Your goal:
Transcribe all of the items below word for word, omitting the pictures from your copy.

Records to process:

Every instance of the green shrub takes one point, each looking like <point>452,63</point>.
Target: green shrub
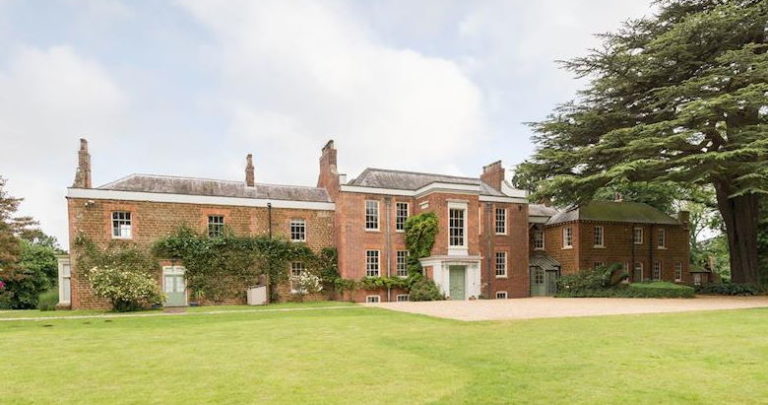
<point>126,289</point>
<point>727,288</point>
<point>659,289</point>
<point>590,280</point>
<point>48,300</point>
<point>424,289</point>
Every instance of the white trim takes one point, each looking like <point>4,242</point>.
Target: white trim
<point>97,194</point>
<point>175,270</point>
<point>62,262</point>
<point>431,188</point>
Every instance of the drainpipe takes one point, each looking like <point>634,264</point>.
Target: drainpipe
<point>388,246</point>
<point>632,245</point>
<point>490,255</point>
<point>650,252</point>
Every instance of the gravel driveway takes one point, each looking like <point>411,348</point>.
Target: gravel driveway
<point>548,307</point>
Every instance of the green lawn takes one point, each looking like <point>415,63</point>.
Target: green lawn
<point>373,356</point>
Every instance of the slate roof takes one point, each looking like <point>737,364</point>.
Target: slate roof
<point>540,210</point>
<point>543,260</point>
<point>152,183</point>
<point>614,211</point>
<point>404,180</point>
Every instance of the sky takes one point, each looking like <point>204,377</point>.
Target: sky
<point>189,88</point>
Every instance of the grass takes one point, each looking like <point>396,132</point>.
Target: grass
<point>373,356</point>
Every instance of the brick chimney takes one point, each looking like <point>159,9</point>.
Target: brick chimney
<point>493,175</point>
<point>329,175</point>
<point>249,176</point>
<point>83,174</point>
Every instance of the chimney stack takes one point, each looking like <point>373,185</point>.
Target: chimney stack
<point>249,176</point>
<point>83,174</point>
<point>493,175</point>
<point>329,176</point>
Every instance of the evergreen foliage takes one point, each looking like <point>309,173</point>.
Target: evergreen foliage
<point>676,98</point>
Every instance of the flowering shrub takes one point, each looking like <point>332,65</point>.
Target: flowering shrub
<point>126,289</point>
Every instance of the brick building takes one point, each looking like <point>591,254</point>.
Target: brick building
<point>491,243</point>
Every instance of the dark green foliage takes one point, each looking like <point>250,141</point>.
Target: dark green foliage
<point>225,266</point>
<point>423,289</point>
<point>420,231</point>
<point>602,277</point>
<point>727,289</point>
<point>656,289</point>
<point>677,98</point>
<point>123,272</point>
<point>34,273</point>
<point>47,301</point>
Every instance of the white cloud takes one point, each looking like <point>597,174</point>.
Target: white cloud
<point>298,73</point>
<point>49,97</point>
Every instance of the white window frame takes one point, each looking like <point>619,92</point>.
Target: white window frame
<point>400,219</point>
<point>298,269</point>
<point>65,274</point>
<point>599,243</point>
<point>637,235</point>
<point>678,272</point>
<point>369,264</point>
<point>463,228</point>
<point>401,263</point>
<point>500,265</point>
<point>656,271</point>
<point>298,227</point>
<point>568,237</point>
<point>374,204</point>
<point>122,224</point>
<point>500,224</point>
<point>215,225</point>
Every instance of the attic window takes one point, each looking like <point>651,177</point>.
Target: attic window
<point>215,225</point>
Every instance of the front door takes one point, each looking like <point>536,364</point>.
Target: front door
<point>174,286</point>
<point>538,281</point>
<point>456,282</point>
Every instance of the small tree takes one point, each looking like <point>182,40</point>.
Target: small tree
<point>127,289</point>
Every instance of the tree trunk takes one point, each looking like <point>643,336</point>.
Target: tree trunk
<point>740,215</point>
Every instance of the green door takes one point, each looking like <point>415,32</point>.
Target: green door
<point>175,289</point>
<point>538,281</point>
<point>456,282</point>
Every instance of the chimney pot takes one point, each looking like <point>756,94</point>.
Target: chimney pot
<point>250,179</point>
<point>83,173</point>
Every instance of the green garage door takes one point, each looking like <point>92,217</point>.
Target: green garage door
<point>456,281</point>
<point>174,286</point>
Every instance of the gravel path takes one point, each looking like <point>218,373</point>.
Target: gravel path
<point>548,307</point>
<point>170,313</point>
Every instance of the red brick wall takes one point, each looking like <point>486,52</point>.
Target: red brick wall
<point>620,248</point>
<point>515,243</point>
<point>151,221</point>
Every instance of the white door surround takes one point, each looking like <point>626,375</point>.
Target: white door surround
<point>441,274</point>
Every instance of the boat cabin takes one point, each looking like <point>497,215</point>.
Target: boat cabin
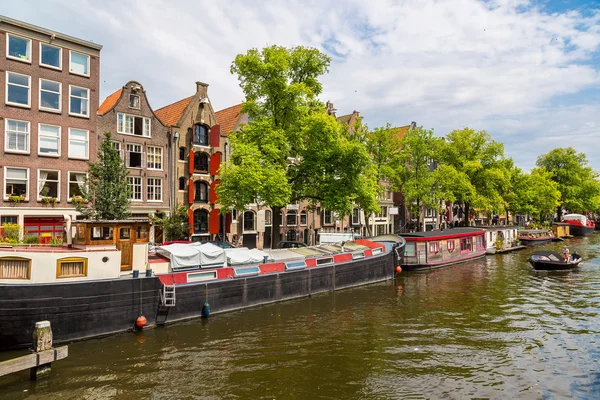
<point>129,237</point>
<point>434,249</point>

The answer:
Every instance of the green shrub takes one point, each looking like <point>452,63</point>.
Target: green shrub
<point>126,289</point>
<point>727,288</point>
<point>659,289</point>
<point>590,280</point>
<point>48,300</point>
<point>424,289</point>
Every instance of the white trim takes one point, each looking like <point>4,242</point>.
Target: white trim
<point>97,194</point>
<point>175,270</point>
<point>62,262</point>
<point>431,188</point>
Every instance of the drainpipe takes one point, each looking like <point>634,264</point>.
Target: drainpipe
<point>388,246</point>
<point>632,245</point>
<point>490,255</point>
<point>650,252</point>
Every instance of the gravel driveway takes one point, each looking like <point>411,348</point>.
Target: gravel driveway
<point>548,307</point>
Every instance of the green lawn takes one point, each looking like <point>415,63</point>.
Target: green lawn
<point>373,356</point>
Every instance of the slate roof takes one point, each looking like <point>737,364</point>.
Target: slate roof
<point>540,210</point>
<point>543,260</point>
<point>152,183</point>
<point>614,211</point>
<point>404,180</point>
Every instance of the sky takes one point, each looking like <point>204,377</point>.
Target: sky
<point>189,88</point>
Every instance of the grass takes one point, each looking like <point>396,132</point>.
Target: grass
<point>373,356</point>
Every instance of the brick chimney takes one point, each looking like <point>159,9</point>.
Target: brick chimney
<point>493,175</point>
<point>329,175</point>
<point>249,176</point>
<point>83,174</point>
Every instance of the chimney stack takes one point, each looking like <point>373,185</point>.
Target: chimney stack
<point>249,176</point>
<point>83,174</point>
<point>493,175</point>
<point>329,176</point>
Every instance of the evergreen foliage takes one point, each looking like <point>309,173</point>.
Target: evergreen foliage
<point>676,98</point>
Every instance of the flowering shrub takes one point, each looking like <point>332,65</point>.
Target: flowering shrub
<point>126,289</point>
Every instance of the brick building takes one point, each looking like <point>591,254</point>.
Target: brick building
<point>491,243</point>
Every instance of the dark green foliage takes one point, each looking like <point>250,141</point>.
Target: dark green foliage
<point>225,266</point>
<point>423,289</point>
<point>420,231</point>
<point>602,277</point>
<point>727,289</point>
<point>656,289</point>
<point>677,98</point>
<point>123,272</point>
<point>34,273</point>
<point>47,301</point>
Every instance of the white cloud takes one point, each looking like <point>597,174</point>.
Target: white cloud
<point>298,73</point>
<point>49,97</point>
Every instance of the white window frame takes one point, each looking like <point>619,92</point>.
Target: white window frame
<point>400,219</point>
<point>298,269</point>
<point>65,274</point>
<point>599,243</point>
<point>637,235</point>
<point>678,272</point>
<point>369,264</point>
<point>463,228</point>
<point>401,263</point>
<point>500,265</point>
<point>656,271</point>
<point>298,227</point>
<point>568,237</point>
<point>374,204</point>
<point>122,224</point>
<point>500,224</point>
<point>215,225</point>
Every instance of the attic window takes one point, each looking like <point>651,177</point>.
Target: attic window
<point>215,225</point>
Every instance of the front door takes one point, each looking like <point>536,364</point>.
Target: front door
<point>174,286</point>
<point>538,281</point>
<point>456,282</point>
Every instance of the small tree takes one point, each looking like <point>182,40</point>.
Target: small tree
<point>127,289</point>
Every instance of the tree trunk takes one point, each looking like <point>643,336</point>.
Target: tree trunk
<point>740,215</point>
Every instance of the green door takes one point, each looking like <point>415,32</point>.
Target: green door
<point>175,289</point>
<point>538,281</point>
<point>456,282</point>
Every instance of the chimney pot takes one point, each looking like <point>756,94</point>.
Target: chimney pot
<point>250,179</point>
<point>83,173</point>
Every instance of the green garage door takes one point, each looking like <point>92,217</point>.
Target: green garage door
<point>456,281</point>
<point>174,286</point>
Every instance of the gravel path takes one point, each looking like <point>218,373</point>.
Target: gravel path
<point>548,307</point>
<point>170,313</point>
Every instance of the red brick wall takes one point, each looking like <point>486,52</point>.
Target: red brick wall
<point>620,248</point>
<point>515,243</point>
<point>151,221</point>
Every instance of the white door surround takes one point, each looking like <point>626,375</point>.
Target: white door surround
<point>441,274</point>
Every instance of the boat cabin takes one point, each looking like <point>497,215</point>.
Target: boat cabin
<point>129,237</point>
<point>434,249</point>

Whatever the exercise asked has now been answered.